===== Data lines =====

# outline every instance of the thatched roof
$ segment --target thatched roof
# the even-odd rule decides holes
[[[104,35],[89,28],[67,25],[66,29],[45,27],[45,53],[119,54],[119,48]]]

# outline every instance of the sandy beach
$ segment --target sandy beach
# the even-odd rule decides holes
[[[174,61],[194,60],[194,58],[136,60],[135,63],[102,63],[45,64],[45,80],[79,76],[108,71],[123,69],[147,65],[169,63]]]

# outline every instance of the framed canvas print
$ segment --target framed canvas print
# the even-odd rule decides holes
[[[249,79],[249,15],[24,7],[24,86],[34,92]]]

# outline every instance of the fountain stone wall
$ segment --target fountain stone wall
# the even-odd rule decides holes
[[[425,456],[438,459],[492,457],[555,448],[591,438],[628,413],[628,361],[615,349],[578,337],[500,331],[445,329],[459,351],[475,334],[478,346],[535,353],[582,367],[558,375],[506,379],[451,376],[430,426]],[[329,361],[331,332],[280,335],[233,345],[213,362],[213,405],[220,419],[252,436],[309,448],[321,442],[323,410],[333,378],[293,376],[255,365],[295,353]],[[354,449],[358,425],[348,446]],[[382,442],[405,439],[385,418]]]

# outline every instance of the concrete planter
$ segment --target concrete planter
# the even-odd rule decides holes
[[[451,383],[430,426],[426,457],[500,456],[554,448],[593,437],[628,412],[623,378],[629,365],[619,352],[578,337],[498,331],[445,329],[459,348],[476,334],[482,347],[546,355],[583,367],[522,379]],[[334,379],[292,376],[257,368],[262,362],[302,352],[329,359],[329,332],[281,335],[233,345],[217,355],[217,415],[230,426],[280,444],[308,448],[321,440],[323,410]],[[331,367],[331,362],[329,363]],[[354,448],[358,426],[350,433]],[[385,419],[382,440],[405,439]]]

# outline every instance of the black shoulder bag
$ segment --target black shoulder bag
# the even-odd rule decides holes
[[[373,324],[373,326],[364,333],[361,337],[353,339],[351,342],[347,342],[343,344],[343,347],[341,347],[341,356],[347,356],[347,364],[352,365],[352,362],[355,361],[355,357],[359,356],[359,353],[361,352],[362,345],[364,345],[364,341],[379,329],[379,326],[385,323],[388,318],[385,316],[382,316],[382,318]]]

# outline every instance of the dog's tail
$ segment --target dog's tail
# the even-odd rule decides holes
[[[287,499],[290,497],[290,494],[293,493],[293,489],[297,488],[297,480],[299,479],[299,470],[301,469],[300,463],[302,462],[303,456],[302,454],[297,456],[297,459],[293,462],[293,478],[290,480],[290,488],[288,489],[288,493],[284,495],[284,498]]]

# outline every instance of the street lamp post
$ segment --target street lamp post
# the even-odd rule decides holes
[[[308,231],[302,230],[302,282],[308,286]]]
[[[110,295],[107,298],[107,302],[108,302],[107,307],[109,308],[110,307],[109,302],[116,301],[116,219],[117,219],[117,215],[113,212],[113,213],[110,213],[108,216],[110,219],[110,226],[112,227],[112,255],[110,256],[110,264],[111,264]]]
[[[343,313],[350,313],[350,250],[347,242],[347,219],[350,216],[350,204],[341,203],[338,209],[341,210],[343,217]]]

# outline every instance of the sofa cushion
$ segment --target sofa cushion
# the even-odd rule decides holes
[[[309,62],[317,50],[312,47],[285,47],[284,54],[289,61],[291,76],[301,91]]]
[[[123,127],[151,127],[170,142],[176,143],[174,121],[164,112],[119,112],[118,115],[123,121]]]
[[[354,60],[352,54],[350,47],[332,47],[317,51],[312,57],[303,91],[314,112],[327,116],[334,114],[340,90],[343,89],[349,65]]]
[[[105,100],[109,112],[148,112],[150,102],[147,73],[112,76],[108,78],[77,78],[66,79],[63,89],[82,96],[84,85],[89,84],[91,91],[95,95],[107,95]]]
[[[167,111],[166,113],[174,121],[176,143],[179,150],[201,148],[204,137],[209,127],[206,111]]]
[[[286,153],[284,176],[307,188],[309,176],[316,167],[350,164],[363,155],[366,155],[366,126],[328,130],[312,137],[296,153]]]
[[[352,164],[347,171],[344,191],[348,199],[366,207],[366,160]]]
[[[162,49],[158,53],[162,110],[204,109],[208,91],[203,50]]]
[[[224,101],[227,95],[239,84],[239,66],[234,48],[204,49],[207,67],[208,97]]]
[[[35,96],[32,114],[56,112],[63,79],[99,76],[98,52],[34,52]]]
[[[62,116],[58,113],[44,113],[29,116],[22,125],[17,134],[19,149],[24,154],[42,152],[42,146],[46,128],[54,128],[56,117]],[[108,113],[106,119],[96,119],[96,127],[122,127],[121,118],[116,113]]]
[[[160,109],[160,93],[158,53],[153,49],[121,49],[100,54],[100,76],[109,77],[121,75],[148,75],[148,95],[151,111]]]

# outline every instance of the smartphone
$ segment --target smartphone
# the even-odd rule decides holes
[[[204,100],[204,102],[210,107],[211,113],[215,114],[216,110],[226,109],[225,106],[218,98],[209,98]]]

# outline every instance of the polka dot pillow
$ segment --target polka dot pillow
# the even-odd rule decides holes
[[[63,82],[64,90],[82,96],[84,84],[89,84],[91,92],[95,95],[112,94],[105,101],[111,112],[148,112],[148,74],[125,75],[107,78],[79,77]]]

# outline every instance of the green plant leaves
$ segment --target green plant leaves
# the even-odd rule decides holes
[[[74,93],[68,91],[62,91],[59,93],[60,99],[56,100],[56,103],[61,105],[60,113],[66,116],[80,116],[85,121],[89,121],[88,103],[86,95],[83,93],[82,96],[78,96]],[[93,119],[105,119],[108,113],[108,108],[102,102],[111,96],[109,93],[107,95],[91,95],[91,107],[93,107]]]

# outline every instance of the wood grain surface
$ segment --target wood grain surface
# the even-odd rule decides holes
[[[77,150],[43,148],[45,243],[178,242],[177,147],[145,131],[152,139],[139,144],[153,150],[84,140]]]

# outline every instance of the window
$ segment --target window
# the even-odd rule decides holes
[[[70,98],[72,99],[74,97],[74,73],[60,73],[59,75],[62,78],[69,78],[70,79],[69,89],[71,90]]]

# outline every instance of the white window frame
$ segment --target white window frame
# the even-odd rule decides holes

=====

Rescale the rows above, starting with the line that contains "# outline every instance of the polka" and going on through the last line of the rows. Write out each of those lines again, requests included, with every polygon vertex coordinate in the answers multiplied by 2.6 and rounded to a whole number, halves rounded up.

# outline every instance of the polka dot pillow
$ segment --target polka dot pillow
# the even-odd rule decides holes
[[[164,213],[166,234],[213,250],[218,218],[231,218],[237,239],[247,247],[291,244],[273,263],[289,291],[385,291],[385,192],[325,195],[278,203],[205,200]]]

# outline every instance of the green plant leaves
$ segment --target green plant leaves
# the even-odd rule decides holes
[[[192,242],[177,237],[161,237],[153,242],[156,257],[146,260],[146,268],[159,273],[156,294],[172,302],[208,302],[221,315],[231,315],[229,268],[224,247],[216,242],[213,250],[203,250]],[[242,309],[273,309],[281,294],[281,281],[265,265],[289,250],[283,242],[278,247],[237,247],[237,278],[242,278]]]

# outline every instance of the wood grain surface
$ segment --target wood grain surface
# the even-odd rule decides holes
[[[200,390],[112,385],[117,632],[463,629],[460,382],[377,341],[395,361],[361,374],[398,390],[218,364]]]

# outline every instance of the window
$ segment --target window
# the even-odd rule decides holes
[[[182,255],[187,257],[192,252],[192,190],[156,190],[153,195],[161,203],[179,203],[182,205],[179,231],[185,234]]]

# outline every instance of the white window frame
$ segment --target white window frame
# the even-odd rule decides holes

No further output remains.